» **JOB**: Lay out every line of the material below as a Markdown table with the columns Row and Material line, numbering the rows and skipping blank lines. Omit the pictures from the table.

» **TASK MATERIAL**:
>> START
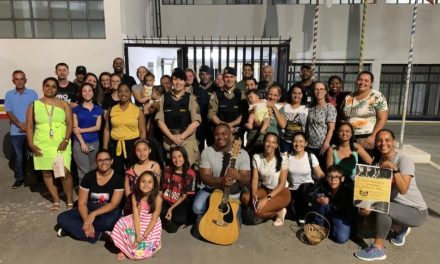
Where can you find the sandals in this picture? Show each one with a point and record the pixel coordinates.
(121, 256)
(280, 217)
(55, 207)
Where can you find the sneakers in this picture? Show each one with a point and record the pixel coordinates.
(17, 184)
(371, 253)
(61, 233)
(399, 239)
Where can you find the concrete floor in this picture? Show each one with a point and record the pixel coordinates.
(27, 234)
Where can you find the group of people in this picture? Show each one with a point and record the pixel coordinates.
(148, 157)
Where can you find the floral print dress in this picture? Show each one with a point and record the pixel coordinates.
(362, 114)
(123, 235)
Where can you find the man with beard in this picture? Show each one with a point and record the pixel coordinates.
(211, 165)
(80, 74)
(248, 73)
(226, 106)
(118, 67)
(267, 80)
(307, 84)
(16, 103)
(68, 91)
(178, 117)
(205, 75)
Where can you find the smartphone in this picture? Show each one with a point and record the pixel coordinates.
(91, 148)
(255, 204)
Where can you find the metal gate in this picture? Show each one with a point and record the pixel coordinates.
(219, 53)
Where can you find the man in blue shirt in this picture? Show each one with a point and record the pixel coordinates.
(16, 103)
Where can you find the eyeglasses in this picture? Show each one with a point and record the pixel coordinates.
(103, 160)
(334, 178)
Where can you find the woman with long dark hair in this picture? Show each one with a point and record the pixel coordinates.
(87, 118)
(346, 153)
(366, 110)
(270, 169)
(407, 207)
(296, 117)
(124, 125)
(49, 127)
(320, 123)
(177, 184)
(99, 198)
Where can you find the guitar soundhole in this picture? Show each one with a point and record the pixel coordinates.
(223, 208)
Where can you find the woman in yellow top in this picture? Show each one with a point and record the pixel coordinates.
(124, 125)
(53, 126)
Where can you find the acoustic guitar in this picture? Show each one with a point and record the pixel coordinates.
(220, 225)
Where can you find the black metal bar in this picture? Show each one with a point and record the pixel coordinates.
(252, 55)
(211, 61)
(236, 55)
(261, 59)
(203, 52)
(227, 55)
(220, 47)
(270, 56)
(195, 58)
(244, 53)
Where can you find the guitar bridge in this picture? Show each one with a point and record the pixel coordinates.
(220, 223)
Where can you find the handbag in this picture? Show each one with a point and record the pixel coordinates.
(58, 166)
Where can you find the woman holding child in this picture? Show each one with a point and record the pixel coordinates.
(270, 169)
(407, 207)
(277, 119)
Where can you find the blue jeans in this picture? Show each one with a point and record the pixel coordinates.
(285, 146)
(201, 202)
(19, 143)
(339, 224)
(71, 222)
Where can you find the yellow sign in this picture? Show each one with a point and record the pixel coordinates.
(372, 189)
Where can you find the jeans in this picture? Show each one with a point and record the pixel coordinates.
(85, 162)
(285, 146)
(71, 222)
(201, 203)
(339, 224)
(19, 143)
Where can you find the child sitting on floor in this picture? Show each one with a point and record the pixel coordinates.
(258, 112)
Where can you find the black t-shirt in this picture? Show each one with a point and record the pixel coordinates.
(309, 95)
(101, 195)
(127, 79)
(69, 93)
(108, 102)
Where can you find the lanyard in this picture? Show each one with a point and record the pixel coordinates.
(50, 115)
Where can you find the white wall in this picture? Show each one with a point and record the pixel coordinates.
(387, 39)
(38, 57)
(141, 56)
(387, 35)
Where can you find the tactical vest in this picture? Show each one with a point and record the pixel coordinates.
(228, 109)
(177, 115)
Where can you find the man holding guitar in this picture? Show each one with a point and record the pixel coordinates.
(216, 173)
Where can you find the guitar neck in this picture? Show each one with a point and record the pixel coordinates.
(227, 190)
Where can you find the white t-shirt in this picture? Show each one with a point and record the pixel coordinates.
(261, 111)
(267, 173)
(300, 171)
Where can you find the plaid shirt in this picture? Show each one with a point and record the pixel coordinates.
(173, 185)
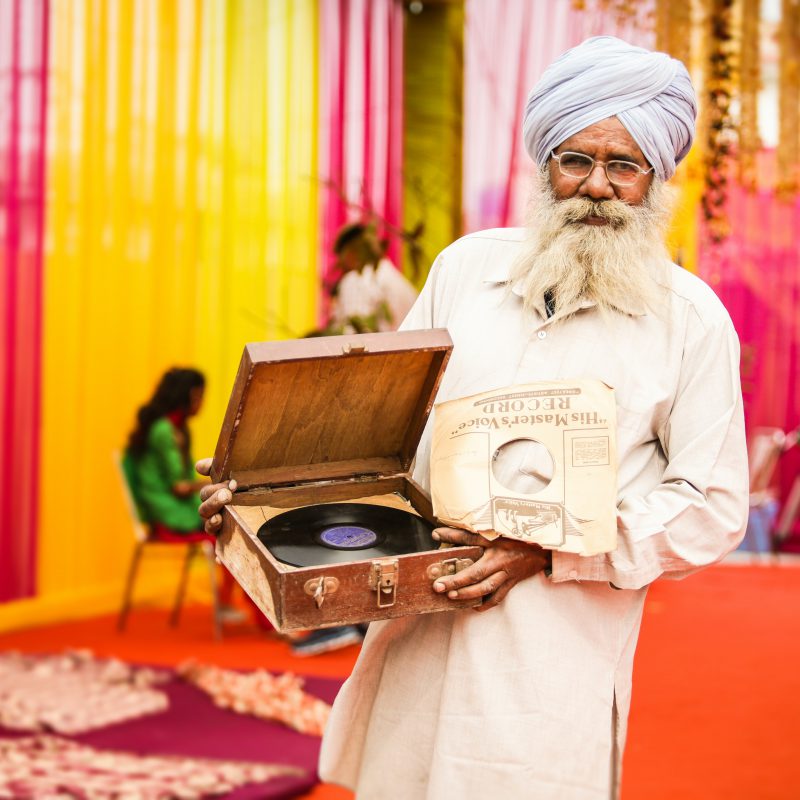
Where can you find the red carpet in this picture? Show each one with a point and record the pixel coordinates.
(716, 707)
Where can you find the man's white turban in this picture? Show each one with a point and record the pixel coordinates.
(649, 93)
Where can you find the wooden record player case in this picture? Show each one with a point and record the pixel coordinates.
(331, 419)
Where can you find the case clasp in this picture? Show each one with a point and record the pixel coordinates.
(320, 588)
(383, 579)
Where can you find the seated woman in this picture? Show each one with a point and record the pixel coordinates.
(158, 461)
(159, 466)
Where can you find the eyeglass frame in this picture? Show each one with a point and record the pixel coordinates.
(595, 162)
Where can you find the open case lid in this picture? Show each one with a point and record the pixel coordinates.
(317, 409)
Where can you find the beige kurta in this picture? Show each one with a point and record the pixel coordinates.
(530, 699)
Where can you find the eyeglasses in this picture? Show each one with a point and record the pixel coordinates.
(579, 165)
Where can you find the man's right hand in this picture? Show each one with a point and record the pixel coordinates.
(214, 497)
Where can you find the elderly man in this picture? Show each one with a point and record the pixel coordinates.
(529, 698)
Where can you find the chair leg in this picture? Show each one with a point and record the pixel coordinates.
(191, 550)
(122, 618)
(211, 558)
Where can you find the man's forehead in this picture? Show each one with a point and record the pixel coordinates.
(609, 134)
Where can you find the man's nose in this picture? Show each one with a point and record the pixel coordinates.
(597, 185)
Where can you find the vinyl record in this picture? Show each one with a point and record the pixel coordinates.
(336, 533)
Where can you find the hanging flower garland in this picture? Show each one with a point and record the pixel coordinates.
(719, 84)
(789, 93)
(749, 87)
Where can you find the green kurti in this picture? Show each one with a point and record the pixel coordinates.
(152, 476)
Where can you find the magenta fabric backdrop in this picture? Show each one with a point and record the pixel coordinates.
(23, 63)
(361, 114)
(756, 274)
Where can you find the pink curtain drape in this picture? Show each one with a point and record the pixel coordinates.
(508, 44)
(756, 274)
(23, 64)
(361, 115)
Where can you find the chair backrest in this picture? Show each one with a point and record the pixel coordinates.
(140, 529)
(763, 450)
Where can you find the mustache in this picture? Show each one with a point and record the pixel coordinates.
>> END
» **TASK SOLUTION**:
| Row | Material line |
|---|---|
| 1 | Where can you find the sandals in this picture? Show each one with a point and record the pixel coordinates. |
| 2 | (121, 256) |
| 3 | (280, 217) |
| 4 | (55, 207) |
| 5 | Where can you find the sneakers in this picture? Show each one with a point and record the pixel coordinates. |
| 6 | (17, 184) |
| 7 | (371, 253) |
| 8 | (61, 233) |
| 9 | (399, 239) |
| 10 | Where can you find the concrete floor in this picture? Show each one with a point and record the pixel coordinates. |
| 11 | (27, 234) |
| 12 | Where can you find the group of people in this picture? Show each one with a point and record the pixel coordinates. |
| 13 | (148, 157) |
| 14 | Where can you find the floral print dress in this picture? Show each one with a point and record the pixel coordinates. |
| 15 | (362, 114) |
| 16 | (123, 235) |
| 17 | Where can you find the man with beard in this picture? Show each one with a point and record the pixel coordinates. |
| 18 | (211, 165) |
| 19 | (80, 74) |
| 20 | (248, 73) |
| 21 | (226, 106) |
| 22 | (118, 67) |
| 23 | (267, 80) |
| 24 | (307, 84) |
| 25 | (16, 103) |
| 26 | (68, 91) |
| 27 | (178, 117) |
| 28 | (205, 75) |
| 29 | Where can you find the smartphone in this picture? Show each one with a point and record the pixel coordinates. |
| 30 | (91, 148) |
| 31 | (255, 204) |
| 32 | Where can you find the metal gate in this picture? Show each one with a point and record the pixel coordinates. |
| 33 | (219, 53) |
| 34 | Where can you find the man in blue shirt in this picture? Show each one with a point and record the pixel coordinates. |
| 35 | (16, 103) |
| 36 | Where can you find the eyeglasses in this picture? Show each one with a point and record the pixel coordinates. |
| 37 | (103, 160) |
| 38 | (334, 178) |
| 39 | Where can you find the woman with long dark hair in this picture? Show each one with a point and record the pixel coordinates. |
| 40 | (87, 118) |
| 41 | (346, 153) |
| 42 | (366, 110) |
| 43 | (270, 169) |
| 44 | (407, 207) |
| 45 | (296, 117) |
| 46 | (124, 125) |
| 47 | (49, 127) |
| 48 | (320, 123) |
| 49 | (177, 184) |
| 50 | (99, 198) |
| 51 | Where can you find the guitar soundhole in this picture? Show each one with a point and record the pixel coordinates. |
| 52 | (223, 208) |
| 53 | Where can you find the woman in yellow top in this picture? Show each one with a point and record the pixel coordinates. |
| 54 | (124, 125) |
| 55 | (53, 126) |
| 56 | Where can you find the acoustic guitar in this picture? Show each one with a point and record the pixel coordinates. |
| 57 | (220, 225) |
| 58 | Where can you find the black metal bar in this picture? Show each one with a point and record the pixel coordinates. |
| 59 | (252, 55) |
| 60 | (211, 61) |
| 61 | (236, 55) |
| 62 | (261, 59) |
| 63 | (203, 52) |
| 64 | (227, 55) |
| 65 | (220, 47) |
| 66 | (270, 56) |
| 67 | (195, 58) |
| 68 | (244, 53) |
| 69 | Where can you find the guitar bridge in this picture? Show each one with a point and record the pixel coordinates. |
| 70 | (220, 223) |
| 71 | Where can you find the handbag in this picture? Show each one with a point and record the pixel coordinates. |
| 72 | (58, 166) |
| 73 | Where can you find the woman holding child in this picture? Show each one with a point and record the pixel coordinates. |
| 74 | (270, 169) |
| 75 | (407, 207) |
| 76 | (277, 119) |
| 77 | Where can you find the blue jeans in this picture? Show each one with a point and record the pixel coordinates. |
| 78 | (285, 146) |
| 79 | (201, 202) |
| 80 | (19, 143) |
| 81 | (339, 224) |
| 82 | (71, 222) |
| 83 | Where can you find the yellow sign in this picture? Show each one with a point and record the pixel coordinates. |
| 84 | (372, 189) |
| 85 | Where can you find the jeans in this picture? Show each one with a point and record the pixel coordinates. |
| 86 | (85, 162) |
| 87 | (285, 146) |
| 88 | (71, 222) |
| 89 | (201, 203) |
| 90 | (339, 224) |
| 91 | (19, 143) |
| 92 | Where can you find the child sitting on floor in this picture? Show each one with a point and record the pixel coordinates. |
| 93 | (258, 112) |
| 94 | Where can you find the black t-shirt in this picture? Show each one with a point and record the pixel coordinates. |
| 95 | (309, 95) |
| 96 | (101, 195) |
| 97 | (127, 79) |
| 98 | (69, 93) |
| 99 | (108, 102) |
| 100 | Where can you find the lanyard in this picture? Show each one with a point and record the pixel coordinates. |
| 101 | (50, 115) |
| 102 | Where can you find the white wall in this picture? Show each one with a point and record the pixel coordinates. |
| 103 | (387, 39) |
| 104 | (38, 57) |
| 105 | (141, 56) |
| 106 | (387, 35) |
| 107 | Where can you find the tactical vest in this picture? Show each one with a point and record the pixel coordinates. |
| 108 | (228, 109) |
| 109 | (177, 115) |
| 110 | Where can you find the man holding guitar in this picture? Show each one with a point and record the pixel coordinates. |
| 111 | (216, 173) |
| 112 | Where can you find the guitar neck in this picture? Show each one with a point and record the pixel coordinates. |
| 113 | (227, 190) |
| 114 | Where can you find the white t-shirt in this picture? Show each one with a point and record the pixel coordinates. |
| 115 | (261, 111) |
| 116 | (267, 173) |
| 117 | (300, 171) |
| 118 | Where can you find the plaid shirt in this picture? Show each one with a point and record the pixel coordinates. |
| 119 | (173, 185) |
| 120 | Where can you find the red carpet in this picture? Show each one with a point and record the pixel coordinates. |
| 121 | (716, 707) |
| 122 | Where can you find the man's white turban in this picture? Show each one with a point and record the pixel coordinates. |
| 123 | (649, 93) |
| 124 | Where can you find the wooden record player case in this picture? Show each one with a point and record the pixel coordinates. |
| 125 | (331, 419) |
| 126 | Where can you find the case clasp in this picture? Show each one with a point and record the pixel coordinates. |
| 127 | (320, 588) |
| 128 | (383, 579) |
| 129 | Where can you find the seated woman in this picture? Show each one with a point and record the pixel coordinates. |
| 130 | (158, 461) |
| 131 | (159, 466) |
| 132 | Where can you find the eyeglass frame in this picture? Show each one with a point and record the pixel coordinates. |
| 133 | (595, 162) |
| 134 | Where can you find the open case lid in this picture? Show each one with a point and record the pixel coordinates. |
| 135 | (317, 409) |
| 136 | Where can you find the beige kurta in this picture? Show each one with a point and record the pixel coordinates. |
| 137 | (530, 699) |
| 138 | Where can you find the eyeglasses in this picture? Show each one with a point and record the pixel coordinates. |
| 139 | (579, 165) |
| 140 | Where can you find the man's right hand in this picture? Show each one with a point and record the pixel coordinates. |
| 141 | (214, 497) |
| 142 | Where can you find the elderly man in this picture? Show each one with a point and record the pixel coordinates. |
| 143 | (529, 698) |
| 144 | Where can you find the chair leg in this picture? Show each one with a point and record the pixel coordinates. |
| 145 | (191, 550) |
| 146 | (122, 618) |
| 147 | (211, 558) |
| 148 | Where can you find the man's forehead in this picture? Show each one with a point and record the pixel coordinates. |
| 149 | (609, 134) |
| 150 | Where can you find the man's nose in this picture? Show each one with a point and record the pixel coordinates. |
| 151 | (597, 185) |
| 152 | Where can you find the vinyl record in this picture? Show each one with a point and record the pixel coordinates. |
| 153 | (336, 533) |
| 154 | Where can you find the hanging flower garland in this picture? Show each one with a point and record the pixel coordinates. |
| 155 | (719, 84) |
| 156 | (789, 93) |
| 157 | (749, 87) |
| 158 | Where can you find the green kurti in this picture? Show each one with a point and record the pixel coordinates. |
| 159 | (152, 476) |
| 160 | Where can you find the magenta fabric backdrop in this picture? Show each one with a point and record the pixel coordinates. |
| 161 | (23, 63) |
| 162 | (361, 114) |
| 163 | (756, 274) |
| 164 | Where can you find the pink curtain drape in this picture? Show each one with a point and record the pixel coordinates. |
| 165 | (508, 44) |
| 166 | (756, 274) |
| 167 | (23, 64) |
| 168 | (361, 115) |
| 169 | Where can you find the chair backrest in this picture? Show each one with a point and record the pixel coordinates. |
| 170 | (140, 529) |
| 171 | (763, 450) |
| 172 | Where can you find the mustache in this picture? Show each one with a point and record the pixel coordinates. |